* DIRECTIONS
Your job is to transcribe all the records that follow, excluding any pictures.

+--

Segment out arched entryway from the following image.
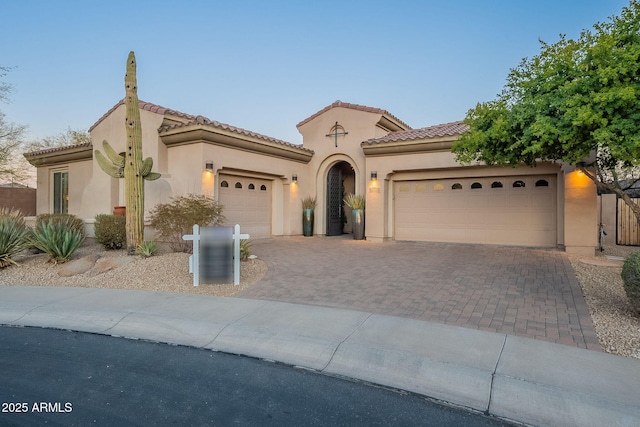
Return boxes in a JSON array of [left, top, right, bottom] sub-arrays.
[[326, 161, 355, 236]]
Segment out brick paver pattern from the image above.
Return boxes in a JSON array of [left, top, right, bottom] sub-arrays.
[[237, 236, 601, 351]]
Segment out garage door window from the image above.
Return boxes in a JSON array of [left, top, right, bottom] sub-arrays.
[[471, 182, 482, 189], [451, 183, 462, 190], [235, 182, 242, 189], [221, 180, 229, 187], [491, 181, 503, 188], [513, 180, 526, 188], [248, 183, 255, 190], [260, 185, 267, 191], [535, 179, 549, 187]]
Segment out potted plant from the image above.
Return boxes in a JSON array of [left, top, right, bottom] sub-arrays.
[[344, 193, 365, 240], [301, 196, 316, 237]]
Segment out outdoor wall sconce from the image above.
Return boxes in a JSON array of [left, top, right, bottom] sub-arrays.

+--

* TASK RESULT
Segment out arched entryway from the following image.
Return boxes in a JSON array of [left, top, right, bottom] sub-arrays.
[[326, 161, 355, 236]]
Segment out brick paver pattern from the image above.
Return boxes in a JSON array of [left, top, right, bottom] sub-arrays.
[[237, 236, 601, 351]]
Segment out garage door window from the image above.
Return boxes in a JSON array of [left, top, right, bottom] sub-arrays.
[[471, 182, 482, 189], [451, 183, 462, 190], [235, 182, 242, 189], [221, 180, 229, 187], [491, 181, 503, 188], [513, 180, 526, 188], [248, 183, 255, 190], [260, 185, 267, 191], [535, 179, 549, 187]]
Segment out potted plant from the image above.
Return boxes in a JSON array of [left, top, right, bottom] sub-arrays.
[[344, 193, 365, 240], [301, 196, 316, 237]]
Segment out outdoor wall sconce from the image above.
Return boxes in a JSON array of [left, top, right, bottom] sub-arrays.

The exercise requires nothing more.